## Instruction 1
Give the records as a numbered list, from their first line through the line containing "Target: orange rose", inclusive, leaving out blank lines.

## Source
---*---
The problem was converting lowercase letters (and blanks) to numbers, following the rules used by the phone keypad. In a previous post I gave a possible C++ solution, and I got as feedback a couple of alternative solutions. It is interesting to compare them, to see different approaches taken by different programmers.

Arthur's solution is on github. In a few words, he loops on the input string, calling for each character a support function named encodeChar() that returns a pair where first is the resulting number, and second the number of needed repetition.

The encodeChar() function delegates to the compiler the task of generating a string that maps the valid character to the relative expected position, filled with underscores for invalid positions. Then find() is used to get requested character and its multiplier.

Interesting features of this solution:

- C++11 range-based for loop. Code is more compact and readable.
- Use of STL data structure and algorithms.
- The lookup table is ingeniously mapped to a single string.

Some more chatting could be done on:

- C++11 use of the auto keyword. Using it when it is not a necessity (or a nice shortcut that improve readability) just makes code less clear. For instance, the C++11 std::stol() always return a long int, there is no advantage in assigning its returned value to an auto variable.
- Mapping the lookup table to a single string full implies that we should use find() to get converted character and its multiplier. We should be aware that find() has O(n) time complexity, against O(1) of a lookup table.

I couldn't help to rewrite the function main loop to get rid of the temp variable used to keep track of the last inserted key. Admittedly, it is just a minimal improvement, still, I nerdly fill better to see the code changed in this way:
for(char c : input)
---*---
## Data excerpts
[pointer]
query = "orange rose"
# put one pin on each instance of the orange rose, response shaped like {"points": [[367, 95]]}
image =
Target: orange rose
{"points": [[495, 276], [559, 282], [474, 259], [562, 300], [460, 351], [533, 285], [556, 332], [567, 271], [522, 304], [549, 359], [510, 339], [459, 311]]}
---*---
## Instruction 2
Retype the passage of the keypad-conversion text between "Arthur's solution is" and "a single string.", inclusive.

## Correct output 1
1. [pointer]
2. query = "orange rose"
3. # put one pin on each instance of the orange rose, response shaped like {"points": [[367, 95]]}
4. image =
5. Target: orange rose

## Correct output 2
Arthur's solution is on github. In a few words, he loops on the input string, calling for each character a support function named encodeChar() that returns a pair where first is the resulting number, and second the number of needed repetition.

The encodeChar() function delegates to the compiler the task of generating a string that maps the valid character to the relative expected position, filled with underscores for invalid positions. Then find() is used to get requested character and its multiplier.

Interesting features of this solution:

- C++11 range-based for loop. Code is more compact and readable.
- Use of STL data structure and algorithms.
- The lookup table is ingeniously mapped to a single string.